| What you should do |
Reproduce the entries shown below only from the line with "Target: dense forest" down to the line with "of the asphalt", keeping both end lines and copying each one exactly.

Information shown below:

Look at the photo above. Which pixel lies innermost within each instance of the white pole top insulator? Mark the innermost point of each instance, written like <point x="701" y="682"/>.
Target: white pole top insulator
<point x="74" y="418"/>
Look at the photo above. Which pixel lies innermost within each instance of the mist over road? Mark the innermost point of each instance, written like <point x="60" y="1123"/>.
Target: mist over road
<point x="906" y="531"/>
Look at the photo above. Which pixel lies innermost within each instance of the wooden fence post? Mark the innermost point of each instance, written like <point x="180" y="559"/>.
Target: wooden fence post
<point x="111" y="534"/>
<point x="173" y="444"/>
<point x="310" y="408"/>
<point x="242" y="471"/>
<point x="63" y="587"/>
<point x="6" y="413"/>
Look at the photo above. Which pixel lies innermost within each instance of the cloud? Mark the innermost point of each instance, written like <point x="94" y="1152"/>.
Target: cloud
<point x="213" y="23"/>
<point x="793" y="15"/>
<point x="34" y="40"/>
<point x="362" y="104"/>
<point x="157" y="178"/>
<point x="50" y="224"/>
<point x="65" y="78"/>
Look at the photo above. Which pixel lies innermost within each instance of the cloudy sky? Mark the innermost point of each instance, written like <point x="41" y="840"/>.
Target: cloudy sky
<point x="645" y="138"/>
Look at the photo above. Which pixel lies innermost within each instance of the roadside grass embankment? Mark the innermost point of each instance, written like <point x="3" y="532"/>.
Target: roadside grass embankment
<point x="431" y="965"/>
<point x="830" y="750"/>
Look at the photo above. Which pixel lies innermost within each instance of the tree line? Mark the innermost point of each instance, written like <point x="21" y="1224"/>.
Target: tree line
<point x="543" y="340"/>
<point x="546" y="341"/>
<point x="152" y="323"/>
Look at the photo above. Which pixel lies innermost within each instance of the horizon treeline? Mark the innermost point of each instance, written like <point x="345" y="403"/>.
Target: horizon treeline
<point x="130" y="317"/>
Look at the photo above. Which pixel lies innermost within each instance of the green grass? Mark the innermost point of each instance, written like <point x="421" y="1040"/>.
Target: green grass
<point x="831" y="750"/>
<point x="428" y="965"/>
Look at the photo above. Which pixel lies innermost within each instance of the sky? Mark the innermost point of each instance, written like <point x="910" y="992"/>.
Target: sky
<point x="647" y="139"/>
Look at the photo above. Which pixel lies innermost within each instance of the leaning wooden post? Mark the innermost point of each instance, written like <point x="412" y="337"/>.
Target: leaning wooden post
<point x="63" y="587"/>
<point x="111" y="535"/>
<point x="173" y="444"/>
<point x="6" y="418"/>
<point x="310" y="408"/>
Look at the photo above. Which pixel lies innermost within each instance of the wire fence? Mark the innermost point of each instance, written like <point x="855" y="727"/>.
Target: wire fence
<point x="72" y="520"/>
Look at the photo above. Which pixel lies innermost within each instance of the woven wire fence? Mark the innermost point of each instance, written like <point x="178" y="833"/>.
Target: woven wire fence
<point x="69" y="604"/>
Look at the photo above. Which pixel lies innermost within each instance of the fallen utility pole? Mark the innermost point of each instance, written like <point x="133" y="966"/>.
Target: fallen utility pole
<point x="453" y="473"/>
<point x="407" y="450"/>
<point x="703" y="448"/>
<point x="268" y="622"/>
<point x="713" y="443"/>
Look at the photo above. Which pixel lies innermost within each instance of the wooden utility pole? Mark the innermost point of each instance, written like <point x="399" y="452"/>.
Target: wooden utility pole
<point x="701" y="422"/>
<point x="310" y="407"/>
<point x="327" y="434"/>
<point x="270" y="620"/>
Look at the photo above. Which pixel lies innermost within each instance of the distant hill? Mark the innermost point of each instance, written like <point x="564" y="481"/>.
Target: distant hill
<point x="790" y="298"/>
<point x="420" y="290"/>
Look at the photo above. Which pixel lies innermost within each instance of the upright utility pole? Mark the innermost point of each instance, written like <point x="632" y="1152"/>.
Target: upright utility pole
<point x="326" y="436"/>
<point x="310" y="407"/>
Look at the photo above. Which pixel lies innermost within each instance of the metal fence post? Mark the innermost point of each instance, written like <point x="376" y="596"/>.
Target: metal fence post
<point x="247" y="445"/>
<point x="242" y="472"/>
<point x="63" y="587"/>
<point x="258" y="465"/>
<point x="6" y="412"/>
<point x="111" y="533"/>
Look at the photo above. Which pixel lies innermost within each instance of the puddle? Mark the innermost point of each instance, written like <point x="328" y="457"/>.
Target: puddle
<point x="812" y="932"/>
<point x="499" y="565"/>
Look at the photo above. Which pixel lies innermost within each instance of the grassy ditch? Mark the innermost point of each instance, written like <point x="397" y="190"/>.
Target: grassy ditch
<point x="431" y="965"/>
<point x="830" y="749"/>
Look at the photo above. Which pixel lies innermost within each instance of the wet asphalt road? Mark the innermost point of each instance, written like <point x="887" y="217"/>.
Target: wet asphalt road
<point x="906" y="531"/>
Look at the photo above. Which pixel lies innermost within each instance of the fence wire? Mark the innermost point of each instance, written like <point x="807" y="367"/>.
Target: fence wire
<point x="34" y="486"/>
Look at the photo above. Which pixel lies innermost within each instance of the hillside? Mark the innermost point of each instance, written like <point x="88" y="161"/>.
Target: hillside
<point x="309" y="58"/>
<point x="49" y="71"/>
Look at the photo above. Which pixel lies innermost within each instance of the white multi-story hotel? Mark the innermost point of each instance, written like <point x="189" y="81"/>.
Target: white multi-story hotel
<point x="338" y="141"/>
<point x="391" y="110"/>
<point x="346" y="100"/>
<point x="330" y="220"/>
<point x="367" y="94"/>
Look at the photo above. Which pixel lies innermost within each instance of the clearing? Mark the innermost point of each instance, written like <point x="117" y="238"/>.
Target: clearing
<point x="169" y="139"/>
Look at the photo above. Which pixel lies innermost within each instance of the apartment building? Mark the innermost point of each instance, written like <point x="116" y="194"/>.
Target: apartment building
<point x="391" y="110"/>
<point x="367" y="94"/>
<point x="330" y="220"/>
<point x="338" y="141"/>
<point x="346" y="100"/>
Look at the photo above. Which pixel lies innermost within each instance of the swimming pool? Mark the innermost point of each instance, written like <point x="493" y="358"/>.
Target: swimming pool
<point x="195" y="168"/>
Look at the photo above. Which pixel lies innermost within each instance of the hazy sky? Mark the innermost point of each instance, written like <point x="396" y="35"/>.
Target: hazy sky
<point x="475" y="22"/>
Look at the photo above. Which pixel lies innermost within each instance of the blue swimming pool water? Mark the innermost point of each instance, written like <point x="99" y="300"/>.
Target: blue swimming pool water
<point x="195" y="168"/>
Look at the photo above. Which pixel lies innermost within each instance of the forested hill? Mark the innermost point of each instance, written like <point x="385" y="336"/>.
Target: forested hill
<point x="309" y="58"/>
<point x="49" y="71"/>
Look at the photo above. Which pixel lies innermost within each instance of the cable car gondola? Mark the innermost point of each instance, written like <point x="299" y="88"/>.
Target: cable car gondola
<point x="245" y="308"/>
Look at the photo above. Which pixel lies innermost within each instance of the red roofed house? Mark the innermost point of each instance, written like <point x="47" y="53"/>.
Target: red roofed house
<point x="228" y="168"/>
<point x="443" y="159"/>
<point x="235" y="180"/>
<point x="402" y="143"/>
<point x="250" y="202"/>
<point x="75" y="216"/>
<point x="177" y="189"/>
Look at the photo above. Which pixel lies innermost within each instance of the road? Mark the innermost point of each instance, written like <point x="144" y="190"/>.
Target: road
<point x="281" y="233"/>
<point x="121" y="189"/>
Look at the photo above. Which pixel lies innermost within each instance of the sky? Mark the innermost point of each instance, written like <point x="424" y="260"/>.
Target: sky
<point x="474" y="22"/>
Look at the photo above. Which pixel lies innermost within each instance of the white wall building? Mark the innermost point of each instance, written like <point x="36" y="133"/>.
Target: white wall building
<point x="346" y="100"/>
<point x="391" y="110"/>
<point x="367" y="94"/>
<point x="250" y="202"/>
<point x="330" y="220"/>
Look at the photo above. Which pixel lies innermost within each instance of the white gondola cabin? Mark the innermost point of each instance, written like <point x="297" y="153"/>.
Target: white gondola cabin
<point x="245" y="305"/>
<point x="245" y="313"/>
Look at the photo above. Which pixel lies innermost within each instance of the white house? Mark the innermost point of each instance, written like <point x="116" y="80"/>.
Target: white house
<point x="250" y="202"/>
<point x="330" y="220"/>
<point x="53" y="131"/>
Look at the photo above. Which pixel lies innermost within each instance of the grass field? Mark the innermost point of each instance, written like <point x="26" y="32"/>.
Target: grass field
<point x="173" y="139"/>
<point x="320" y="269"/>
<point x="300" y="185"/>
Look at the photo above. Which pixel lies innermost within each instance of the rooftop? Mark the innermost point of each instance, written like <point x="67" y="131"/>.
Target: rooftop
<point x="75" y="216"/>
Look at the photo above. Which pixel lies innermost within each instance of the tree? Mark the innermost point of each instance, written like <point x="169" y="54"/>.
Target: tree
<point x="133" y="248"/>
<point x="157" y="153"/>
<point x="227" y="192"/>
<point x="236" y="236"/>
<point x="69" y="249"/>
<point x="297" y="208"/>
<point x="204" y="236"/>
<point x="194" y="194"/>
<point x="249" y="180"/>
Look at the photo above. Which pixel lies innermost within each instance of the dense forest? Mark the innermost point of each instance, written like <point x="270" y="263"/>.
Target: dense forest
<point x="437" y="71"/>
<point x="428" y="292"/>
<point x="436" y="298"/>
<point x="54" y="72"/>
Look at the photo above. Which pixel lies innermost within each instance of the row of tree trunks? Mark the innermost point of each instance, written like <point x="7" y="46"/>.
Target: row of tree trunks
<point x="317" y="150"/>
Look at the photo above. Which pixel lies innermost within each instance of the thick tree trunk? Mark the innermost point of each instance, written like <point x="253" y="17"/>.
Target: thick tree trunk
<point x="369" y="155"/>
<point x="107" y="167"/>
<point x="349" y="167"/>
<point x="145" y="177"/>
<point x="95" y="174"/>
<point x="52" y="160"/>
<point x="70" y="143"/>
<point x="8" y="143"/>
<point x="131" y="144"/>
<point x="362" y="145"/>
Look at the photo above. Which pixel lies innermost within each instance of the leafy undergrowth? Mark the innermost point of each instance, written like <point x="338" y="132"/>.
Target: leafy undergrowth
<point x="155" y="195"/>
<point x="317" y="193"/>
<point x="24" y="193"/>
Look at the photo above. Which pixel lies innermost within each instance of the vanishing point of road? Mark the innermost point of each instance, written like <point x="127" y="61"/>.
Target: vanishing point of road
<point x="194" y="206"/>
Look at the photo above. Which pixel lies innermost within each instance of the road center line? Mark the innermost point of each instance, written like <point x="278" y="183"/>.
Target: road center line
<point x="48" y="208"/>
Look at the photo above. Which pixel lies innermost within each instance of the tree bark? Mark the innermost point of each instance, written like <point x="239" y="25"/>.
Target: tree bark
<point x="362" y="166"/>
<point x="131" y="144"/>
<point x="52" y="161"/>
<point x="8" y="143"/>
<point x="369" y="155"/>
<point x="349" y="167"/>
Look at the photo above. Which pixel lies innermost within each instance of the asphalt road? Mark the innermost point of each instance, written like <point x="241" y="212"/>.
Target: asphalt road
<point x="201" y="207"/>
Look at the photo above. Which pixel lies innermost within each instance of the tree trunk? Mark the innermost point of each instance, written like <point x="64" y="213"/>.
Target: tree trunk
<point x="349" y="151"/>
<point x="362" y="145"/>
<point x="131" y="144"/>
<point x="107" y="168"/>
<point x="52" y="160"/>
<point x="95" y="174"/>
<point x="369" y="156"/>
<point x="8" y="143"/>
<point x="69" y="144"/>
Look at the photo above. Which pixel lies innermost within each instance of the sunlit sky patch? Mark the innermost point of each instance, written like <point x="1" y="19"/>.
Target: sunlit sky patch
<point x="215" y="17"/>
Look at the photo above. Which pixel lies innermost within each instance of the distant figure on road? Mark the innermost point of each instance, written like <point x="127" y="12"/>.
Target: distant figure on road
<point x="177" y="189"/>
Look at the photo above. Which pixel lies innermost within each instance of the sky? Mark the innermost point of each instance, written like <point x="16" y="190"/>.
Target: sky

End of Information shown.

| Solved exercise |
Target: dense forest
<point x="437" y="71"/>
<point x="428" y="292"/>
<point x="436" y="298"/>
<point x="54" y="72"/>
Look at the photo above. Which pixel lies innermost within each instance of the row of tree trunks? Mark the innermost point of each instance, written like <point x="7" y="46"/>.
Target: row of tree trunks
<point x="317" y="150"/>
Look at the photo above. Which pixel lies innermost within each instance of the thick tree trunk? Mark the innermost point of each instance, written like <point x="253" y="17"/>.
Target: thick tree trunk
<point x="369" y="155"/>
<point x="107" y="167"/>
<point x="349" y="167"/>
<point x="145" y="177"/>
<point x="95" y="174"/>
<point x="52" y="160"/>
<point x="70" y="143"/>
<point x="8" y="143"/>
<point x="131" y="144"/>
<point x="362" y="145"/>
Look at the photo above. Which pixel lies innermost within each instance of the leafy undergrowth? Mark the innermost point of each instance, written like <point x="338" y="132"/>.
Target: leafy undergrowth
<point x="155" y="195"/>
<point x="317" y="193"/>
<point x="24" y="193"/>
Look at the photo above. Which pixel lies innermost within each instance of the vanishing point of road? Mark the innermost point of each instance, written like <point x="127" y="61"/>.
Target: vanishing point of road
<point x="194" y="206"/>
Look at the photo above. Which pixel lies innermost within each instance of the road center line? Mark the innermost point of each instance, written like <point x="278" y="183"/>.
Target: road center line
<point x="48" y="208"/>
Look at the photo above. Which pixel lies innermost within each instance of the tree bark? Mark the innermost point of each instance, written like <point x="239" y="25"/>.
Target: tree bark
<point x="362" y="166"/>
<point x="131" y="144"/>
<point x="52" y="161"/>
<point x="8" y="143"/>
<point x="369" y="155"/>
<point x="349" y="167"/>
Look at the photo above. Which pixel lies innermost within each instance of the asphalt road? Mark the innermost point of each instance, written like <point x="241" y="212"/>.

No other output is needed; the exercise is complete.